**EXTRAIT DU TEXTE**

------------------------------------------------------------------------

Candy (c) Ronan Thenadey

Petite surprise en voyant débarquer Candy sur l’Altar à l’heure du déjeuner : un seul guitariste sur scène et pas deux. En plus, c’est Michael Quick qui manque à l’appel, lui qui est également en charge des machines et de tout l’aspect indus/noise qui fait l’identité du groupe. C’est donc en version quartet à l’économie que les Américains livrent une trentaine de minutes de hardcore holy terror teinté de power violence et de death metal. Forcément, vu la configuration, le premier album est mis à l’honneur et Zak Quiram au micro met toute son énergie pour occuper l’espace pendant que ses trois comparses restent hyper concentrés pour ne pas se planter. C’est solide mais on a la certitude de ne pas avoir vu Candy à son plein potentiel. Décidément, ce groupe est né sous le signe de la poisse et quelque chose les empêchera toujours de percer…

Si les groupes torturés passent mal sur la Valley en plein après-midi, ce n’est pas le cas du trio de Seattle Helms Alee et son sludge/post-rock/grunge tranquille. Durant l’intégralité de leur concert tout en bonhommie, on se laisse porter par la massivité peinarde des riffs de Ben Verellen et Dana James. Ils ont l’air même très contents d’être là (la batteuse Hozoji Matheson a du mal à s’empêcher d’afficher un immense sourire lorsqu’elle regarde le public déjà très nombreux) et les trois voix amènent assez de variété et de variations pour qu’on résiste à l’appel de la sieste digestive. Et puis, dans un coin de la tête, on n’oublie pas que ce soir, c’est un autre Verellen (son frère) qu’on espère voir mettre le feu à cette même scène avec Botch.

R.A.S. pour Nostromo sur l’Altar avec un concert forcément moins intense et émouvant que lors de leur retour surprise il y a quelques années. Mais entendre « Epitomize » ou « Sunset Motel » exécutés avec une précision d’orfèvre ainsi qu’une palanquée de nouveaux morceaux, ça laisse sans surprise une bonne grosse marque de baffe sur le coin de la joue. Et comme le metal extrême se fait très rare cette année au Hellfest, quand on vous offre du chocolat suisse de grande qualité, vous prenez et vous dites merci.

------------------------------------------------------------------------

**À FAIRE**
**1.** Dans le compte rendu de concerts, recopiez le passage de « Si les groupes » jusqu'à « scène avec Botch. » inclus, en substituant « Portland » à « Seattle ».
**2.** Résumez en trois phrases le paragraphe du compte rendu de concerts qui commence par « R.A.S. pour Nostromo », sans perdre ses faits principaux.
**3.** Prolongez le compte rendu de concerts au Hellfest à partir de sa dernière phrase.

**DONNÉES BRUTES**
------------------------------------------------------------------------

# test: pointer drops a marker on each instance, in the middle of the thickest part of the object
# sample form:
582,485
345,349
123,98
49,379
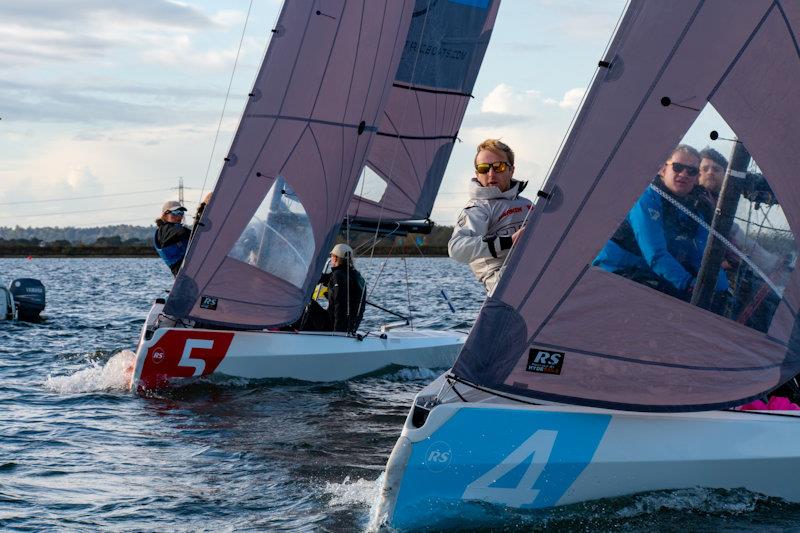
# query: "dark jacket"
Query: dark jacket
171,241
346,297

------------------------------------------------------------------------

**RÉSULTATS**
**1.**
Si les groupes torturés passent mal sur la Valley en plein après-midi, ce n’est pas le cas du trio de Portland Helms Alee et son sludge/post-rock/grunge tranquille. Durant l’intégralité de leur concert tout en bonhommie, on se laisse porter par la massivité peinarde des riffs de Ben Verellen et Dana James. Ils ont l’air même très contents d’être là (la batteuse Hozoji Matheson a du mal à s’empêcher d’afficher un immense sourire lorsqu’elle regarde le public déjà très nombreux) et les trois voix amènent assez de variété et de variations pour qu’on résiste à l’appel de la sieste digestive. Et puis, dans un coin de la tête, on n’oublie pas que ce soir, c’est un autre Verellen (son frère) qu’on espère voir mettre le feu à cette même scène avec Botch.

**2.** Sur l'Altar, Nostromo a livré un concert sans accroc, forcément moins intense et émouvant que lors de son retour surprise il y a quelques années. L'exécution d'une grande précision de « Epitomize », de « Sunset Motel » et de nombreux nouveaux morceaux a néanmoins fait forte impression. Le metal extrême étant très rare cette année au Hellfest, ce concert de grande qualité était à savourer.

**3.**
Nostromo (c) Ronan Thenadey

N’ayant pas été convaincu par les disques de Greg Puciato, c’est surtout le souvenir de la prestation de l’ex-chanteur de The Dillinger Escape Plan avec Jerry Cantrell l’année dernière qui pousse à aller faire un tour du côté de la Valley pour voir de quoi il retourne. En espérant qu’il jouera autre chose que des extraits de sa discographie solo. Alors, oui, il joue effectivement deux reprises, une de TDEP (« One of Us Is a Killer ») et une d’Alice in Chains (“Them Bones”), mais tout le reste est bel et bien tiré des très moyens Child Soldier et Mirrorcell. Pire, le groupe qui l’accompagne (dont Nicholas Sadler de Daughters à la guitare) n’est ni concerné, ni très au point et le fabuleux frontman qu’est Puciato a l’air complètement à côté de la plaque. Forcé d’annuler quelques semaines auparavant plusieurs dates européennes pour cause d’urgences personnelles, il n’était visiblement pas au meilleur de sa forme et ça s’est vu. Dommage.

C’est une curiosité presque morbide qui motive à aller voir au moins une partie du concert de Machine Gun Kelly, rappeur converti punk-pop-rockeur à qui il est promis une réception haineuse sur la Main Stage 1. Sans être trop hostile, l’accueil est effectivement assez glacial, ce qui est plutôt rare au Hellfest. C’est en partie injuste parce que son show reste très pro et sa prestation sans tache, même s’il pourrait se passer de ses ballades emo-rap lorsqu’il est booké sur un festival à dominante metal. Pour la partie plus rock, rien que du très générique, sa tenue punk a tout du déguisement propret fait sur mesure et tout cela reste d’un intérêt assez discutable. Mais c’est finalement moins gênant et plus vivant que ce que proposent certaines vieilles gloires obligées de rester scotchées devant leur prompteur (Billy Idol, oui c’est toi qui es visé…).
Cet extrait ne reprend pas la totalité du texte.